[Text provided]:

[linux-elitists] Re: Yet another mozilla atrocity

Jesse Hutton jhutton@eden.rutgers.edu
Fri Oct 3 17:56:41 PDT 2003

On Sat, 4 Oct 2003, Karsten M. Self wrote:
> on Fri, Oct 03, 2003 at 12:19:50PM +1000, Martin Pool (mbp@samba.org) wrote:
> > On  2 Oct 2003, Jeremy Hankins <nowan@nowan.org> wrote:
> >
> > > gconf-editor is a gui, iirc, and gconftool isn't exactly a substitute
> > > for a text file.  But in any case, I understand that.  gnome is
> > > designed for users who like clicky interfaces & eye candy.  Different
> > > people have different priorities; I have no problem with that, and I
> > > acknowledge that there is a niche that gconf fills.  What annoys me is
> > > when *I* have to deal with it.
> >
> > So don't deal with it.  Don't use software that uses it.
> I'm going to pick up the non-sequitorishness of this all again.
> I think the criticisms of gconf, and GNOME in general, are reasonably
> clearly stated.

Perhaps, but, indeed, they seem to me to be mostly of the "old-fogey" unix
guy who doesn't want anything to change in the way of configuration
files. And to be fair, the replies and justifications to those criticisms
seem quite well stated also. In particular, gconf seems to be solving a
set of problems for the desktop that the traditional old fogey unix guy
is not concerned about. Personally, I'm happy as a clam with the way
Gnome is headed, and I nothing but accolades to give to the developers.
But then again, I'm not a seriously picky user, and I like my apps to
*just work* and be easy to configure, i.e. without having to learn a new
config syntax for each of my numerous apps I use on a daily basis. I
realize that the Gnome developers could have made snazzy gui config
dialogues *and* provided traditionally placed and editable config files,
but then there seems to be the problems left that they were trying to
solve, namely some semblance of desktop integration and interactive
configuration capabilties (again, we arrive at the set of concerns the
Gnome developers are addressing, which seem to fall on deaf ears in the
"old-fogey" unix user bunch).

[Given task 1]: Repeat the mailing-list post word for word from "On Sat, 4 Oct" to "that uses it.".
The mailing-list post and the records come from unrelated sources.

[Dataset extract]:
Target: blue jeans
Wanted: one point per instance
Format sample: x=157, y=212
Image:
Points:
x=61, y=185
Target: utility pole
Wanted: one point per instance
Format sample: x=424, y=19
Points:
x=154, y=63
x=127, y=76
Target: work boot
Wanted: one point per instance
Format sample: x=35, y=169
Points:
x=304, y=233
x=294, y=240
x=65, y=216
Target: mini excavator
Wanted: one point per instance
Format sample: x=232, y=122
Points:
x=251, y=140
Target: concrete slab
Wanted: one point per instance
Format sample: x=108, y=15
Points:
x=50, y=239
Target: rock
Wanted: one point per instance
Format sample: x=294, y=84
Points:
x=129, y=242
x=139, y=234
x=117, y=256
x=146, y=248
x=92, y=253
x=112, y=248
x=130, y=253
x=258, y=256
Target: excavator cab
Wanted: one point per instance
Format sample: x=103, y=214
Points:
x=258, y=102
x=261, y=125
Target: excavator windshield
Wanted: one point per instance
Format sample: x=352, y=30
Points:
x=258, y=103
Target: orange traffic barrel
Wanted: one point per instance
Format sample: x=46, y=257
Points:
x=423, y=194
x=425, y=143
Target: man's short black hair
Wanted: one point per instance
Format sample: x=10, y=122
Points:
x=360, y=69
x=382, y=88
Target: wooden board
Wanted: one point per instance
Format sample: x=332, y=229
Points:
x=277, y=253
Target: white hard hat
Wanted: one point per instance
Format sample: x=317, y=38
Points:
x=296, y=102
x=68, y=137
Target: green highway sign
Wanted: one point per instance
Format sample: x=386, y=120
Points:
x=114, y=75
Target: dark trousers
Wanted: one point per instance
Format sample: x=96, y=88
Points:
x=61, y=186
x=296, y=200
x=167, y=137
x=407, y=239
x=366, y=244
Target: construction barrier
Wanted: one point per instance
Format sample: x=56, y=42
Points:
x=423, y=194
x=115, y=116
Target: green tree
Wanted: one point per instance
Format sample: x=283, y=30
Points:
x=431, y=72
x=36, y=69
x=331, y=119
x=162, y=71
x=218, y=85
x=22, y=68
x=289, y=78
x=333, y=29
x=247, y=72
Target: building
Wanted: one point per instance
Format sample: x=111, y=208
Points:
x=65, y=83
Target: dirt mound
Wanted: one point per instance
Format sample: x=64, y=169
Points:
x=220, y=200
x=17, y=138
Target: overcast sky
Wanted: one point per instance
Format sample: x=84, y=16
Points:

[Given task 2]: Find each line in the records that contains the string "green" with matching case, and copy those lines.

[Task solution 1]:
On Sat, 4 Oct 2003, Karsten M. Self wrote:
> on Fri, Oct 03, 2003 at 12:19:50PM +1000, Martin Pool (mbp@samba.org) wrote:
> > On  2 Oct 2003, Jeremy Hankins <nowan@nowan.org> wrote:
> >
> > > gconf-editor is a gui, iirc, and gconftool isn't exactly a substitute
> > > for a text file.  But in any case, I understand that.  gnome is
> > > designed for users who like clicky interfaces & eye candy.  Different
> > > people have different priorities; I have no problem with that, and I
> > > acknowledge that there is a niche that gconf fills.  What annoys me is
> > > when *I* have to deal with it.
> >
> > So don't deal with it.  Don't use software that uses it.

[Task solution 2]:
Target: green highway sign
Target: green tree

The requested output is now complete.